-- Records shown start --
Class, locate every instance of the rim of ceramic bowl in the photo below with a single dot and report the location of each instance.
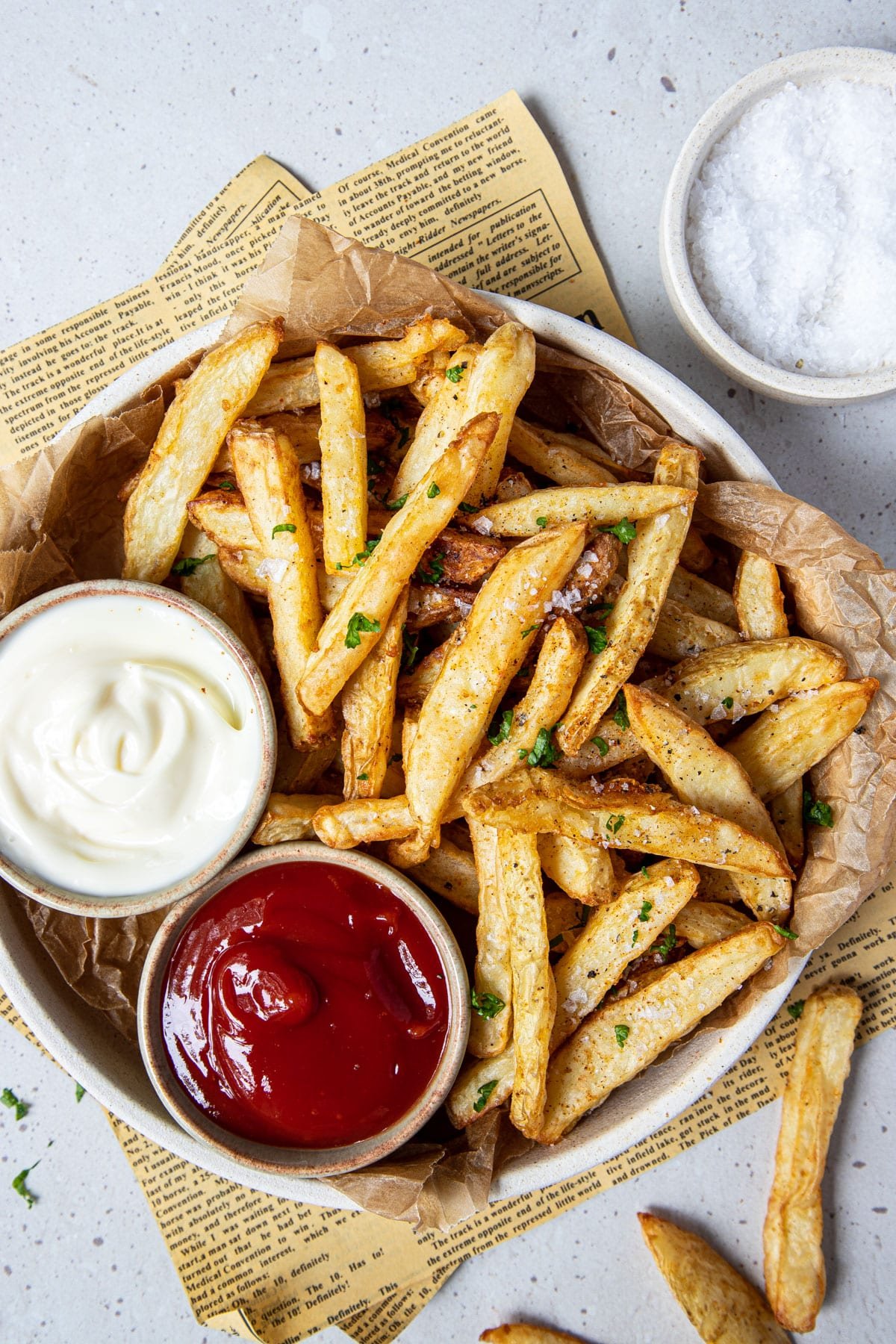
(108, 907)
(302, 1162)
(865, 65)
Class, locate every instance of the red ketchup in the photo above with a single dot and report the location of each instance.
(305, 1006)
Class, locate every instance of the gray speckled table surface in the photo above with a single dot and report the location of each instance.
(120, 121)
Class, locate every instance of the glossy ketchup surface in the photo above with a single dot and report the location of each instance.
(305, 1006)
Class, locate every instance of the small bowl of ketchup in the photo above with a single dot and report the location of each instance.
(307, 1011)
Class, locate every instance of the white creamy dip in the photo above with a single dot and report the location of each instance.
(129, 745)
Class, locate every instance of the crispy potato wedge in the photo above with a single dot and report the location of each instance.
(653, 556)
(718, 1301)
(727, 683)
(793, 1231)
(343, 457)
(617, 934)
(788, 738)
(193, 432)
(706, 776)
(382, 364)
(361, 615)
(622, 1038)
(368, 712)
(598, 505)
(267, 475)
(491, 1024)
(534, 998)
(287, 816)
(620, 818)
(758, 598)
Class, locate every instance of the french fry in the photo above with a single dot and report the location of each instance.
(579, 867)
(742, 679)
(382, 364)
(556, 671)
(788, 738)
(193, 432)
(758, 598)
(440, 423)
(343, 826)
(206, 582)
(492, 1021)
(718, 1301)
(499, 382)
(358, 618)
(343, 457)
(541, 801)
(267, 475)
(615, 936)
(534, 998)
(368, 710)
(289, 816)
(653, 556)
(598, 505)
(706, 776)
(793, 1231)
(621, 1039)
(477, 672)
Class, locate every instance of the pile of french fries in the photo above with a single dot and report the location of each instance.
(520, 670)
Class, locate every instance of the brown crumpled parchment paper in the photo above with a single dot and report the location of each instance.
(60, 520)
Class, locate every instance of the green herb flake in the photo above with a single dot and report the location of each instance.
(815, 812)
(503, 732)
(485, 1090)
(190, 564)
(625, 530)
(13, 1102)
(20, 1189)
(487, 1006)
(358, 625)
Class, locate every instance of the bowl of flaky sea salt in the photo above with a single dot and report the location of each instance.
(778, 228)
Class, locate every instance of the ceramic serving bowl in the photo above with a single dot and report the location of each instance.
(186, 620)
(112, 1070)
(857, 63)
(255, 1157)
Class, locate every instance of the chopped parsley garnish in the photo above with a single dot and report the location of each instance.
(191, 564)
(503, 730)
(358, 625)
(817, 812)
(488, 1006)
(543, 754)
(20, 1189)
(625, 530)
(13, 1102)
(487, 1089)
(435, 570)
(597, 638)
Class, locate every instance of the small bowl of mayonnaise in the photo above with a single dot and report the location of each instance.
(139, 747)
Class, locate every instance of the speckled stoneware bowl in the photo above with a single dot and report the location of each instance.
(112, 1070)
(238, 655)
(862, 65)
(255, 1157)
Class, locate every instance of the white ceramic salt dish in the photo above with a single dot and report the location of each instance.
(112, 1070)
(862, 65)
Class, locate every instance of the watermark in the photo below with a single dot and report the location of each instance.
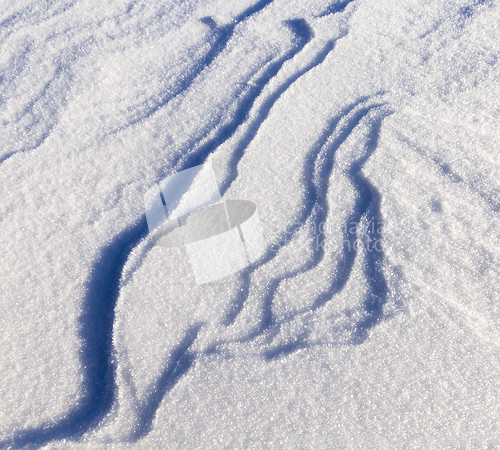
(220, 237)
(355, 235)
(37, 6)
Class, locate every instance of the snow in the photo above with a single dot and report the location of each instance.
(366, 134)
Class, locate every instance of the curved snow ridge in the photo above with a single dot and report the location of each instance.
(365, 218)
(103, 287)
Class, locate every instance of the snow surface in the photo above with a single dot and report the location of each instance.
(367, 134)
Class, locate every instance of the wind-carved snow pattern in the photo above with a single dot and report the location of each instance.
(97, 318)
(324, 281)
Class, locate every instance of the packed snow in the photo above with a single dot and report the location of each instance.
(366, 133)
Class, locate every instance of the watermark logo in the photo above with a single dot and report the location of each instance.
(220, 237)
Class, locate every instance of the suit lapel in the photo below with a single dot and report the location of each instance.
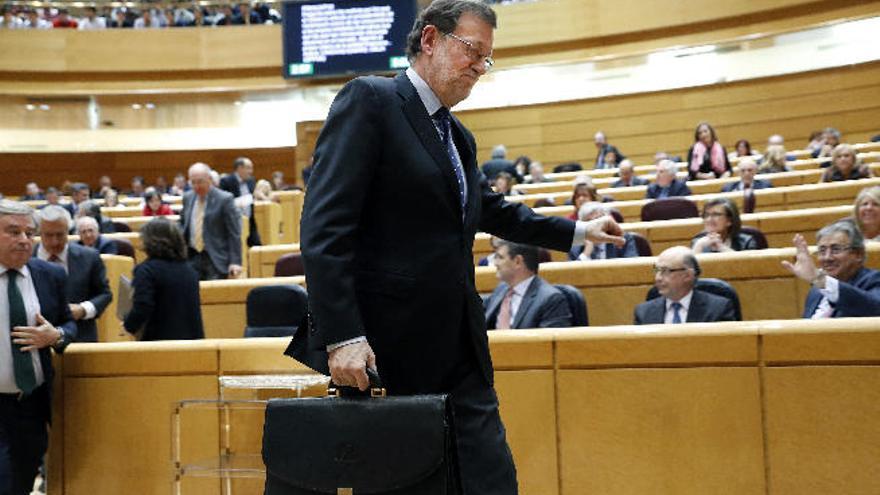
(424, 127)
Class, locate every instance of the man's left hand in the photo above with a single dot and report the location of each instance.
(38, 337)
(77, 311)
(604, 229)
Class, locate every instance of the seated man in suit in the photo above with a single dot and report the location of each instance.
(842, 286)
(87, 289)
(522, 299)
(665, 184)
(747, 181)
(90, 236)
(592, 251)
(628, 177)
(675, 275)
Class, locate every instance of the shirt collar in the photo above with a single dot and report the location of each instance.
(684, 301)
(426, 94)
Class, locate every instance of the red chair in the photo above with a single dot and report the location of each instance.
(668, 209)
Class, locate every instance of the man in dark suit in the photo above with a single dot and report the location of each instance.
(240, 183)
(394, 201)
(628, 177)
(34, 317)
(522, 299)
(603, 149)
(675, 276)
(87, 287)
(499, 163)
(747, 181)
(665, 184)
(90, 236)
(211, 227)
(842, 286)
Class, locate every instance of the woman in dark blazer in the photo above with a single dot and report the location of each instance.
(166, 289)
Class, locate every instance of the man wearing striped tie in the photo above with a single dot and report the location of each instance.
(34, 317)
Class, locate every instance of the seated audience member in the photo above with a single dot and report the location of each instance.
(675, 275)
(867, 213)
(707, 158)
(166, 303)
(628, 178)
(721, 229)
(90, 236)
(841, 286)
(498, 163)
(830, 140)
(180, 185)
(503, 184)
(153, 205)
(536, 171)
(603, 148)
(591, 251)
(747, 170)
(521, 164)
(263, 190)
(774, 160)
(88, 292)
(665, 184)
(32, 192)
(845, 165)
(522, 299)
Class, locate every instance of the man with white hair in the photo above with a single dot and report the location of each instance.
(665, 184)
(90, 236)
(34, 317)
(87, 287)
(211, 227)
(601, 251)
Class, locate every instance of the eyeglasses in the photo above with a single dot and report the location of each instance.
(833, 249)
(664, 271)
(473, 53)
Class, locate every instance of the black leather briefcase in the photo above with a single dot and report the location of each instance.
(347, 444)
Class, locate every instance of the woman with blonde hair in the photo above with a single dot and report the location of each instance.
(866, 211)
(845, 165)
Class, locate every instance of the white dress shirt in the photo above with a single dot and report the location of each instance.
(682, 311)
(32, 307)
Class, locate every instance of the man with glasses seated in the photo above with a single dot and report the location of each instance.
(841, 286)
(675, 275)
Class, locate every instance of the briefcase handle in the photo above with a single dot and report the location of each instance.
(376, 388)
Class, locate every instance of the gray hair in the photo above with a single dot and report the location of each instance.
(444, 15)
(54, 213)
(848, 227)
(590, 207)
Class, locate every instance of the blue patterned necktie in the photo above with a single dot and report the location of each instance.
(443, 121)
(676, 316)
(22, 365)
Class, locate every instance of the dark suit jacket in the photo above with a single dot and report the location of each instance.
(628, 250)
(166, 301)
(676, 188)
(859, 296)
(493, 167)
(704, 307)
(86, 281)
(49, 283)
(737, 186)
(221, 230)
(389, 254)
(637, 181)
(230, 184)
(542, 306)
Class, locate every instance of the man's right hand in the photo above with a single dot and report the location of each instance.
(348, 365)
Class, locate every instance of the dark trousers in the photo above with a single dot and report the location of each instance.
(23, 441)
(201, 263)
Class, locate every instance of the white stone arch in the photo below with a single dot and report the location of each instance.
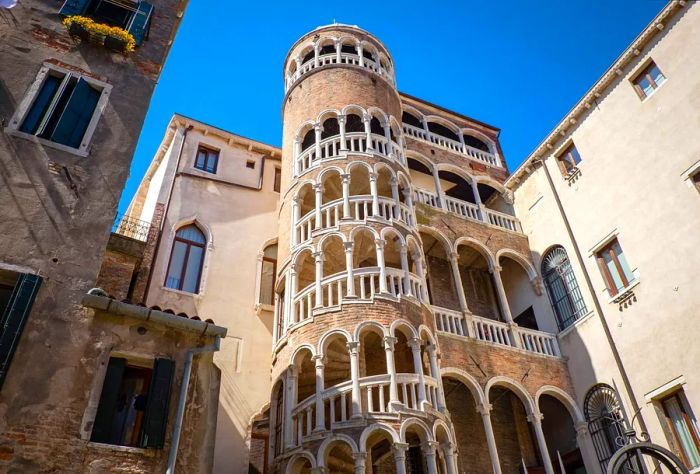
-- Records shown end --
**Exercise description:** Rewrite the listing starting at the line that contains "Class, locate every instance of the dark trousers" and ending at the end of the listing, keeping the requests and adding 106 to every number in the point coordinates. Leave the pictures out of your answer.

**Expected answer:**
Class, locate every instance of the dark trousers in the photo above with a single dot and report the location of each instance.
(129, 547)
(307, 369)
Class, locate every instance of the white stone arch in the photo below with a single dot and report the location of each instance.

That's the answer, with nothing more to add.